_Requirements_.
a) In the forum thread about finding a home for Bud, what color are Bud's eyes?
b) Continue the forum thread about finding a home for Bud from the point where it stops.

# Bud - black female short hair - Northeastern Ohio



## Annissa

Hi all,

Bud was adopted by a man in his mid-twenties because his girlfriend (my co-worker) had a cat. Since he and his girlfriend broke up, Bud has been living in a small cage in his mother's garage with no food or water. If we don't find a home for Bud soon, she will be sent to a farm to fend for herself. My co-worker is going to take the cat to live with her and her cat, Sebastion, until a new home can be found for Bud. She can't keep her because her apartment complex does not allow pets. They tolerate the one she's got, but she's not supposed to have him and he could be removed at any time (I'm trying to get her to move).

Bud will be a year old come Valentine's day and has not been spayed or declawed and she probably needs her shots. She is extremely friendly and grew up with another cat. She is black all over and has green eyes. I will try to post a pic later today if you are interested. I'm sure Bud will understand if you want to change her name.

I would be willing to drive Bud to a forever home in Ohio, western Pennsylvania, northwestern West Virginia, or southern Michigan.


----------



## Aonir

If you can give me a photo, I can post it on my web site for you.


----------



## Annissa

Thanks, Aonir. Elyse is going to go through her photographs today and try to find a good pic of Bud. She has two here at work, but they're not very good. It's hard to get a good picture of an all-black kitty. I'll post it tomorrow.

Lines of data:
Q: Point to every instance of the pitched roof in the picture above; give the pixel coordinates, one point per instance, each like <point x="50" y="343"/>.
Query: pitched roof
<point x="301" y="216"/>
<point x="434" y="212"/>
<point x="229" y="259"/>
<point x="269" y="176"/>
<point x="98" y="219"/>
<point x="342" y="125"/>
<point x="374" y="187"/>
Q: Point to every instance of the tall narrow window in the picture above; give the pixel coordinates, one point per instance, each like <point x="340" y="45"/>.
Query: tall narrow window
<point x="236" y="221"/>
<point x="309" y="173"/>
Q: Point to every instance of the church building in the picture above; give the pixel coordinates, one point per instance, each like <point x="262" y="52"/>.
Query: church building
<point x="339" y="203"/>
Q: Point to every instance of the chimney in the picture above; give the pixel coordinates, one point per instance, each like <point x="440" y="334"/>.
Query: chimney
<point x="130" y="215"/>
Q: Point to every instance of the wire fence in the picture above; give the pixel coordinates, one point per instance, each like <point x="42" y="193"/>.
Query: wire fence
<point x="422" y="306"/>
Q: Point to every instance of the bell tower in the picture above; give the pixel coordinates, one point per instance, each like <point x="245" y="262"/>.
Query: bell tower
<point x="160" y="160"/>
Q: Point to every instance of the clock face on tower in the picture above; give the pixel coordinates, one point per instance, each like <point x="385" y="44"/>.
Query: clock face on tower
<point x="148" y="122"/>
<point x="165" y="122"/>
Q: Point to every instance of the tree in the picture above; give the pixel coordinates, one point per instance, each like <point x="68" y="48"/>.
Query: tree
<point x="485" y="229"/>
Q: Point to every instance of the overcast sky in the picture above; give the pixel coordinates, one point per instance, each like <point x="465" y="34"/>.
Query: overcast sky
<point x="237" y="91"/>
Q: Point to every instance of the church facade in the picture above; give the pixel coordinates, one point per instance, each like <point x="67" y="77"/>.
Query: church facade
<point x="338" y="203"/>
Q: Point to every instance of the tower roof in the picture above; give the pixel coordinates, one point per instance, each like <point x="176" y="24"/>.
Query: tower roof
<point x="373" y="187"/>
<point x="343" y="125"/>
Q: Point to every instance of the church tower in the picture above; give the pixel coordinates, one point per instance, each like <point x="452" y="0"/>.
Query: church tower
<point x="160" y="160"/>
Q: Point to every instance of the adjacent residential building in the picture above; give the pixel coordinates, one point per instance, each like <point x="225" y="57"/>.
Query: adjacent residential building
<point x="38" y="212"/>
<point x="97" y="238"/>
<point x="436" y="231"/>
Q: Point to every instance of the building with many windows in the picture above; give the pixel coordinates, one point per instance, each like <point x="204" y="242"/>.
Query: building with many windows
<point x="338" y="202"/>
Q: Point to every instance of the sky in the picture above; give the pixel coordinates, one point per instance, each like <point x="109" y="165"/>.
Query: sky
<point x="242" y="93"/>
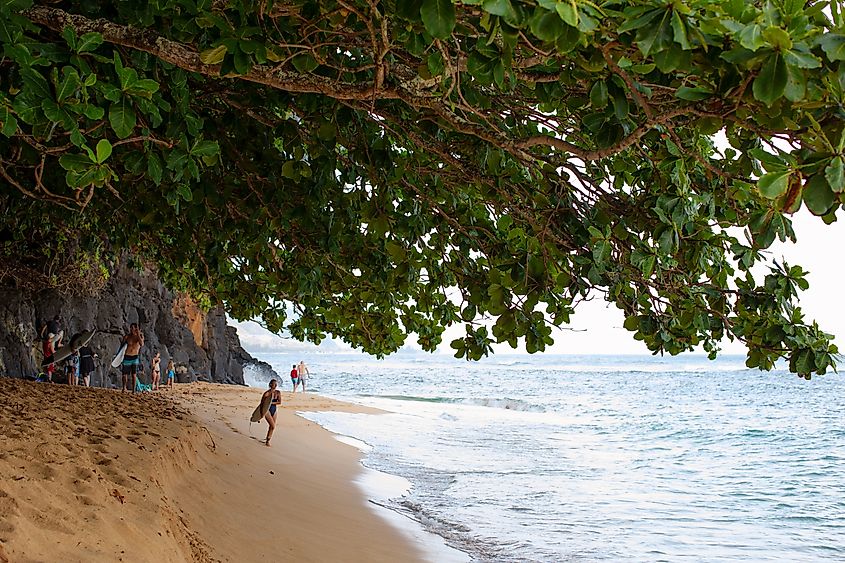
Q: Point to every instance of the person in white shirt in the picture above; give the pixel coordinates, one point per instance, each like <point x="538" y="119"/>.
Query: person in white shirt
<point x="304" y="373"/>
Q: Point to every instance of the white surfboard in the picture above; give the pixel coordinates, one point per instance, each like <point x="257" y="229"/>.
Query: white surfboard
<point x="118" y="358"/>
<point x="63" y="352"/>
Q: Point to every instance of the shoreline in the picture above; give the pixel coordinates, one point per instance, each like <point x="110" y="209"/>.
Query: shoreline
<point x="88" y="473"/>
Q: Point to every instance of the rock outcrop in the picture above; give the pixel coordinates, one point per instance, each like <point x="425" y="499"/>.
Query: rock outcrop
<point x="201" y="344"/>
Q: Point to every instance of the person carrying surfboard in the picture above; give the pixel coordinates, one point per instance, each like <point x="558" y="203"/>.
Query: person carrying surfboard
<point x="129" y="368"/>
<point x="274" y="396"/>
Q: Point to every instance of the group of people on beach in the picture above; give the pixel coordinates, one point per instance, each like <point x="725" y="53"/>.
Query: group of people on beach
<point x="131" y="367"/>
<point x="298" y="375"/>
<point x="79" y="366"/>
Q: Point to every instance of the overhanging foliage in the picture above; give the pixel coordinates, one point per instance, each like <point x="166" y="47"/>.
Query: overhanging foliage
<point x="397" y="167"/>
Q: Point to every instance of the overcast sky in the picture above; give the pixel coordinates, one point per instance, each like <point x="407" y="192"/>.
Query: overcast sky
<point x="598" y="325"/>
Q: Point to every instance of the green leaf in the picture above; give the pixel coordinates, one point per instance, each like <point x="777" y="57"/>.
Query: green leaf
<point x="205" y="148"/>
<point x="833" y="44"/>
<point x="145" y="85"/>
<point x="502" y="8"/>
<point x="185" y="192"/>
<point x="36" y="85"/>
<point x="777" y="38"/>
<point x="10" y="124"/>
<point x="74" y="162"/>
<point x="801" y="60"/>
<point x="598" y="95"/>
<point x="817" y="195"/>
<point x="122" y="118"/>
<point x="774" y="184"/>
<point x="834" y="172"/>
<point x="632" y="323"/>
<point x="693" y="94"/>
<point x="103" y="150"/>
<point x="438" y="17"/>
<point x="69" y="35"/>
<point x="154" y="167"/>
<point x="771" y="82"/>
<point x="568" y="12"/>
<point x="546" y="25"/>
<point x="679" y="29"/>
<point x="641" y="21"/>
<point x="752" y="37"/>
<point x="69" y="85"/>
<point x="214" y="56"/>
<point x="93" y="112"/>
<point x="305" y="63"/>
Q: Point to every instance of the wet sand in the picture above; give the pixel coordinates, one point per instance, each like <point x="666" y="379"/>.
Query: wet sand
<point x="181" y="475"/>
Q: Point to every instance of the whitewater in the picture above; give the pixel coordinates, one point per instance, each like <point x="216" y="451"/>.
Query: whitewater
<point x="600" y="458"/>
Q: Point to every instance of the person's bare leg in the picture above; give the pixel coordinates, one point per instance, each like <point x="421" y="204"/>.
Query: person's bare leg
<point x="271" y="420"/>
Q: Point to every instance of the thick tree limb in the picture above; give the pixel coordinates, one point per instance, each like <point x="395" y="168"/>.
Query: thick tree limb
<point x="187" y="58"/>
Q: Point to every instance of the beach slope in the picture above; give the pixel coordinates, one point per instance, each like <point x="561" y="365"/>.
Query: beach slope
<point x="99" y="475"/>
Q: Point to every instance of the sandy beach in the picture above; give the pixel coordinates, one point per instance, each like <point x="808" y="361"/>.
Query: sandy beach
<point x="100" y="475"/>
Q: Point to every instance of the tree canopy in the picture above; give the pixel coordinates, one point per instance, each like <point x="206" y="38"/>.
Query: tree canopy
<point x="396" y="167"/>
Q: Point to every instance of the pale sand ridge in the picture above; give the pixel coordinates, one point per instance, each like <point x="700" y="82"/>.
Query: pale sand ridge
<point x="99" y="475"/>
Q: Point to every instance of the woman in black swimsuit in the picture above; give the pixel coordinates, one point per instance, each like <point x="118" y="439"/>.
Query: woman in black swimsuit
<point x="275" y="400"/>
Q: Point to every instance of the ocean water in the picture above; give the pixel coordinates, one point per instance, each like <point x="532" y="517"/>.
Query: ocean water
<point x="600" y="458"/>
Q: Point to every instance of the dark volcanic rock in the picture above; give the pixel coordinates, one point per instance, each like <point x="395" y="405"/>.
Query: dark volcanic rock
<point x="201" y="344"/>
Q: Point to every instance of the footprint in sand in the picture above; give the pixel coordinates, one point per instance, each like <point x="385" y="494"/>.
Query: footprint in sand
<point x="43" y="471"/>
<point x="53" y="520"/>
<point x="6" y="530"/>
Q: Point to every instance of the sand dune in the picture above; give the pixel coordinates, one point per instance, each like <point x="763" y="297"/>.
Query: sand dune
<point x="99" y="475"/>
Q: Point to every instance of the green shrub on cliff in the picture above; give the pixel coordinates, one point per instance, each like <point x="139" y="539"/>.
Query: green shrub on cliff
<point x="400" y="166"/>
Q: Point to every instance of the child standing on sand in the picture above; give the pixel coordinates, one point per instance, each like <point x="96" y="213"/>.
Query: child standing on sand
<point x="156" y="371"/>
<point x="170" y="375"/>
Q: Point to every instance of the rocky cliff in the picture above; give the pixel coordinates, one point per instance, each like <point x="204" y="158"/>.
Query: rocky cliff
<point x="201" y="344"/>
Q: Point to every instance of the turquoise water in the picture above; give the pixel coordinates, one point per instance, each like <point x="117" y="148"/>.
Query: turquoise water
<point x="587" y="458"/>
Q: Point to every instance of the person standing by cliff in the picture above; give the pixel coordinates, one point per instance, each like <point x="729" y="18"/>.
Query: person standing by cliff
<point x="55" y="332"/>
<point x="86" y="365"/>
<point x="303" y="373"/>
<point x="46" y="347"/>
<point x="134" y="341"/>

_Answers by task_.
a) Green.

b)
Thanks again!


----------



## Annissa

Here's some pictures of Bud.

This is Bud as a kitten.








This is about how big she is now.








Again, this is about how big she is now. She's a very tiny cat.


----------



## Aonir

Lo and behold
http://www.mysticalflame.com/rescue/featured/bud.html

Tell me if you want anything changed


----------



## Padunk

I tried to talk my girlfriend into adopting her, Anissa. She said no... and unfortunately, she's probably right. (I'm the voice of reason in the relationship except when it comes to cats, lol.)

I'm going to pass the word.


----------



## Annissa

Thank you, Aonir! The page looks excellent. And thank you especially for expanding the amount of real estate we can adopt her out to. Out of curiosity, how many animals have been adopted off your site?

Thanks for trying, Padunk. I'm serious when I say that I'll drive Bud to a new home, so long as it's not more than a day's drive away. Thank you for passing along her information.


----------



## faile

i don't suppose you could drive her to minneapolis? 

what's her personality? maybe, if she sounds perfect, i could talk someone into bringing me to meet you halfway or something.....that'd be a long drive though. but i bet i could. where are you?

i've decided i want to get another cat, maybe this is the perfect opportunity! tell me all about her.


----------



## Kitty

She is absolutely beautiful. I hope she finds a great forever home really soon.


----------



## Aonir

My Web sites still kinda new. Trying to get it out there and findable. It's in the 'blah' stage.. But I HAVE gotten visitors and people emailing me commenting on it


----------



## Annissa

Faile: that sounds like it might work. I'm near Cleveland, OH. I think the halfway point is Chicago. Still, that's an 8-hour drive one-way. Anyone interested in making a driving chain?

Elyse is writing up something on Bud's personality and what she likes. I'll post it later today.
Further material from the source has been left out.